WHAT YOU WILL DO
Retype the items below exactly, starting with the line that contains "Where can you spot the deck-mounted" and going on through the line that contains "Query: deck-mounted post", both included.

[Lines of data]
+ + + + +
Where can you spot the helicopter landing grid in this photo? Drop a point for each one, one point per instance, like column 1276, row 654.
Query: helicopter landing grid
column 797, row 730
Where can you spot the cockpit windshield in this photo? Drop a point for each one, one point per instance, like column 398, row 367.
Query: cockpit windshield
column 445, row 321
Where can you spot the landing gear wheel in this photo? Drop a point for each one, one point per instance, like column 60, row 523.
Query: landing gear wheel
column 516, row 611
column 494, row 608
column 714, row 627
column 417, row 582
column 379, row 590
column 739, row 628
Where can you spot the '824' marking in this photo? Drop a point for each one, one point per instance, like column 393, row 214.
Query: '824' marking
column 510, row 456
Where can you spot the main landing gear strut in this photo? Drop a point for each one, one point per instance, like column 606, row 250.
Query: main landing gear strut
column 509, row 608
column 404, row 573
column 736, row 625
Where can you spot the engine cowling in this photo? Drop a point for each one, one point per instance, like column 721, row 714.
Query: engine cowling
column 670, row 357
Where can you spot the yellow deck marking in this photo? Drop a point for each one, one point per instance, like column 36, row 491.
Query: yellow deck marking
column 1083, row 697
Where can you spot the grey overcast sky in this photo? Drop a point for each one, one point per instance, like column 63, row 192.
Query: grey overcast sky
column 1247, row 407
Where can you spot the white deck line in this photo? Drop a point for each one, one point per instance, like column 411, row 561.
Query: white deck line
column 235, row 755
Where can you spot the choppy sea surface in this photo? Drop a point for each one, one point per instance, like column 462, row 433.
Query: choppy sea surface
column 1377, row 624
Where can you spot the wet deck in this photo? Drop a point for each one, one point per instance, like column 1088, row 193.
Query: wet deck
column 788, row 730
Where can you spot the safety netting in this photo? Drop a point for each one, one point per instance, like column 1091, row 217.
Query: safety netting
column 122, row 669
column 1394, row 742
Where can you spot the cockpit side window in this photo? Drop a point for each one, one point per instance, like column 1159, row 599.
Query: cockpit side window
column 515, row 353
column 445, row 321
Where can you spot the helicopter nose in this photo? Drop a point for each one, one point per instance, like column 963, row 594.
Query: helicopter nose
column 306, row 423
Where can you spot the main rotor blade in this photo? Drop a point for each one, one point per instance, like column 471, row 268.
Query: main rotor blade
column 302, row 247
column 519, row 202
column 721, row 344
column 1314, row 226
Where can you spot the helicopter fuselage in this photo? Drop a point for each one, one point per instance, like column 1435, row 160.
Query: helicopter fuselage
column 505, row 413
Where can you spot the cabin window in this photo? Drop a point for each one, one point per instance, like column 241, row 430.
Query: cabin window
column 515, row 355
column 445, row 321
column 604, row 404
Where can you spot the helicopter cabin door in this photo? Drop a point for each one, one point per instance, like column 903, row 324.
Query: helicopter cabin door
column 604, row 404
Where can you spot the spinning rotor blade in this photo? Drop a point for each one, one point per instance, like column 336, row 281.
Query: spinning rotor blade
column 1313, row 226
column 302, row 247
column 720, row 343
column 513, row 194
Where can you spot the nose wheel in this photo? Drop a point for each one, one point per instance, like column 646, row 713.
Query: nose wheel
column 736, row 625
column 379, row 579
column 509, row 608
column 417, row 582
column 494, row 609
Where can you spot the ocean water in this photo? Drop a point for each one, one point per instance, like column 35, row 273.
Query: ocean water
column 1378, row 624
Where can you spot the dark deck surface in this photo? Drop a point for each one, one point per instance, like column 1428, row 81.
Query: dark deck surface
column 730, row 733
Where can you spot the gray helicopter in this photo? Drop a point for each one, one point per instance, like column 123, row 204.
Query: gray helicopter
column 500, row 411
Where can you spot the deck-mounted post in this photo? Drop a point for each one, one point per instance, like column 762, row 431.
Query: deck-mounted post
+ + + + +
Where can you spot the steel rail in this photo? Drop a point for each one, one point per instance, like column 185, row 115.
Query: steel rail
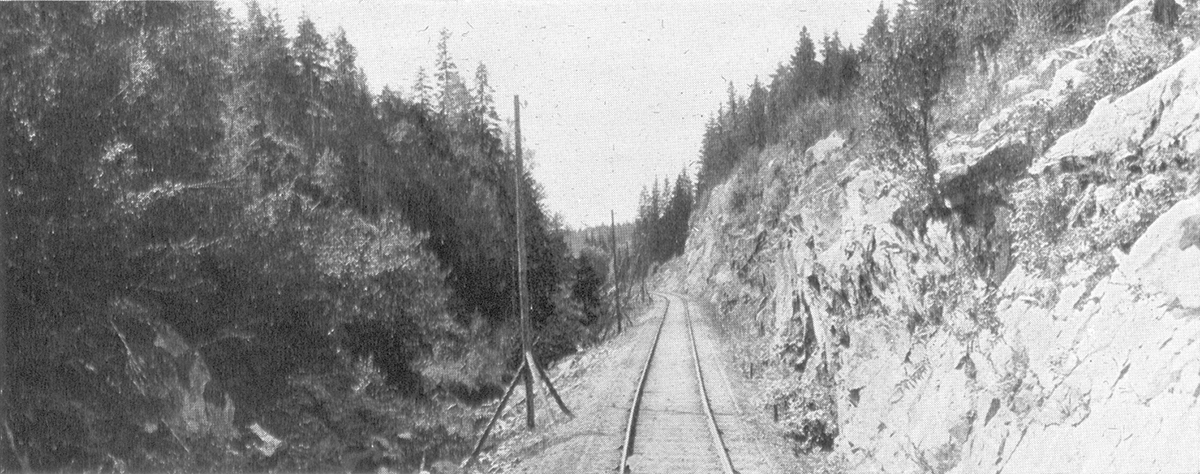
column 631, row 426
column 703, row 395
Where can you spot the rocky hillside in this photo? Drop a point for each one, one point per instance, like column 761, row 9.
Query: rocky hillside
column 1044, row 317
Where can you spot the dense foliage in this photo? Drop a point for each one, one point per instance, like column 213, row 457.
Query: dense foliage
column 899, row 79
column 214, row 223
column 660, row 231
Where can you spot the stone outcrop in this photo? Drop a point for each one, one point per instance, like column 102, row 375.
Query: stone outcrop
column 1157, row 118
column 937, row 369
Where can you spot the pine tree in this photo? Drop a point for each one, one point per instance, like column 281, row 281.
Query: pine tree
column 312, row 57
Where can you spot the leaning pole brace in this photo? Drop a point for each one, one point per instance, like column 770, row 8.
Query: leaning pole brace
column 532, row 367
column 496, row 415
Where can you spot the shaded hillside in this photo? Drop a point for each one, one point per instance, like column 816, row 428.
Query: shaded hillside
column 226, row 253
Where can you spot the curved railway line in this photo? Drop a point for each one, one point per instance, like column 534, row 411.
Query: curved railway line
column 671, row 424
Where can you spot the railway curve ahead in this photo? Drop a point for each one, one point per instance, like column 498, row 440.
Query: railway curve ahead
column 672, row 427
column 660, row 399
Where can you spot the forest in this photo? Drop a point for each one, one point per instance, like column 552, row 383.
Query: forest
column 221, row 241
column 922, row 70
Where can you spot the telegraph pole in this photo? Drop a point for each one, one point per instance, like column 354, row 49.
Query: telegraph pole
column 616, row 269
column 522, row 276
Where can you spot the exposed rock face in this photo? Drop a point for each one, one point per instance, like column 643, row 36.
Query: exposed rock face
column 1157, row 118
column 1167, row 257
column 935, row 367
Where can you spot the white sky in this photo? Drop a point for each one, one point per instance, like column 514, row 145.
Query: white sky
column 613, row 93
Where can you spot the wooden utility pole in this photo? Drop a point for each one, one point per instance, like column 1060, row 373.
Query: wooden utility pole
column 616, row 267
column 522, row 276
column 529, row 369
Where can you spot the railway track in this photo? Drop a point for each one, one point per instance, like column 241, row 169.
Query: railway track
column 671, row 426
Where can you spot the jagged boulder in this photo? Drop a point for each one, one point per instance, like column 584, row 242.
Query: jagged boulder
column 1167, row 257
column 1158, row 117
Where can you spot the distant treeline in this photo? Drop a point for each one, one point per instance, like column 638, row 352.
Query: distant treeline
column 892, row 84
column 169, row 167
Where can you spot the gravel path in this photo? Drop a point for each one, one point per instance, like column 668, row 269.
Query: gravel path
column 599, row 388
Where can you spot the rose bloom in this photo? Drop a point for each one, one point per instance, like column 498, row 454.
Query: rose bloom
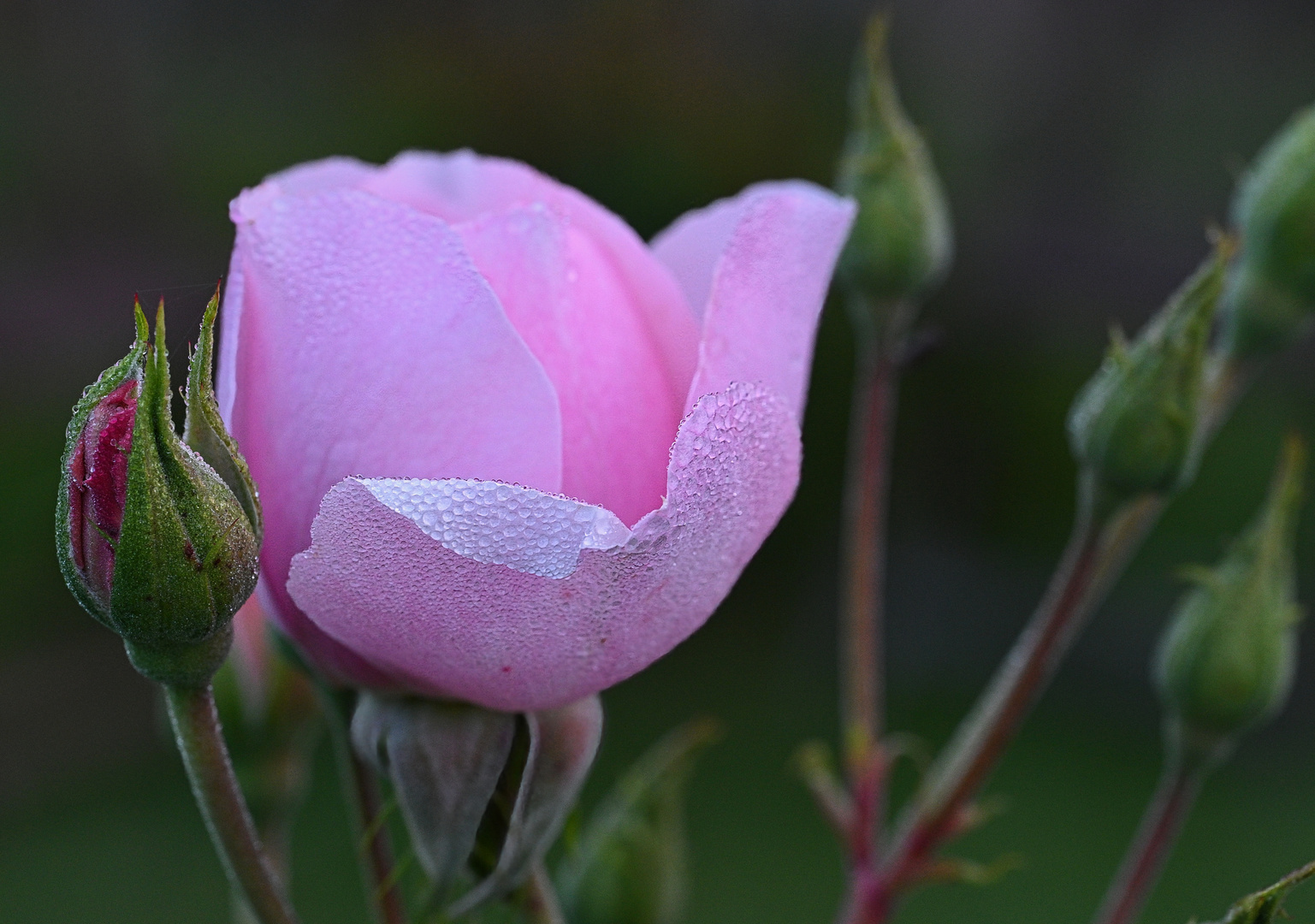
+ + + + +
OUTPUT OF THE TASK
Where can you spot the deck-mounted post in this photo? Drop a point for each one, one point per instance, like column 762, row 431.
Query: deck-mounted post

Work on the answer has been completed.